*EXERCISE OBJECTIVE*: From the line that contains "the rock formation" to the last line of the entries, write each line out exactly; include both ends and nothing else.

(Natural language region descriptions)

____________________

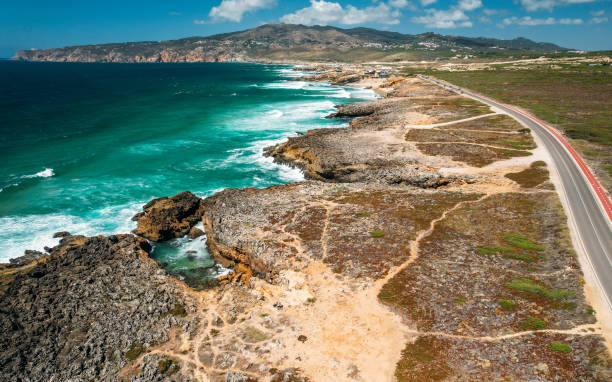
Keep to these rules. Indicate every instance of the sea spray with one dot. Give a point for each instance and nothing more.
(120, 135)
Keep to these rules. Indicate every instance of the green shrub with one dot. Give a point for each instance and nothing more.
(134, 351)
(560, 347)
(167, 366)
(529, 286)
(520, 256)
(178, 310)
(533, 323)
(520, 241)
(507, 304)
(493, 250)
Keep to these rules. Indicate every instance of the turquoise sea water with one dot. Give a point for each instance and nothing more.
(83, 146)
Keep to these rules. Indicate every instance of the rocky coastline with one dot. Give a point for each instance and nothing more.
(427, 243)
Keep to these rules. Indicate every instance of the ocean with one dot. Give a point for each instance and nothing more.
(84, 146)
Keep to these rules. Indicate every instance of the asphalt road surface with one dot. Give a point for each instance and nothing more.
(589, 207)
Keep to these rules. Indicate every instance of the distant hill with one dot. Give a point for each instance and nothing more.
(288, 42)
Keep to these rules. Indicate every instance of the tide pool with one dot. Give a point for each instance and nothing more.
(84, 146)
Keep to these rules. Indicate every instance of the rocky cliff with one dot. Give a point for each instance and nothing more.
(282, 42)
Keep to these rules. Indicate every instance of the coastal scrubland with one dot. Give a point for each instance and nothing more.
(574, 97)
(427, 243)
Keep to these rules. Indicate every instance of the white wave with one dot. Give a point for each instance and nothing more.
(295, 85)
(46, 173)
(18, 233)
(275, 113)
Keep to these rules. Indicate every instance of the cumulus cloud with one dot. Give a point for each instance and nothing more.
(233, 10)
(399, 3)
(326, 12)
(469, 5)
(530, 21)
(450, 18)
(548, 5)
(454, 17)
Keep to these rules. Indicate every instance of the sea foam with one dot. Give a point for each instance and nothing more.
(46, 173)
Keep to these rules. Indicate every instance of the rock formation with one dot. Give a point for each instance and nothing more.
(92, 306)
(167, 218)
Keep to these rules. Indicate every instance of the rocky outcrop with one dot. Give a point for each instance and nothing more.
(93, 306)
(167, 218)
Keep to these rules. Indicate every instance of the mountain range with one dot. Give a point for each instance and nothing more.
(289, 42)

____________________

*WRITTEN REPLY*:
Keep to these rules. Indicate every instance of the rock formation with one dot. Give a point for each instance and nothing more.
(92, 306)
(167, 218)
Keep to these rules. Indicate every instance of the rocky outcrop with one dot. Give a point for each instance and nothing more.
(93, 306)
(167, 218)
Keep to these rules. Indicate every instance of the mountain range with one dot. Give a point for each instance and nothing more.
(289, 42)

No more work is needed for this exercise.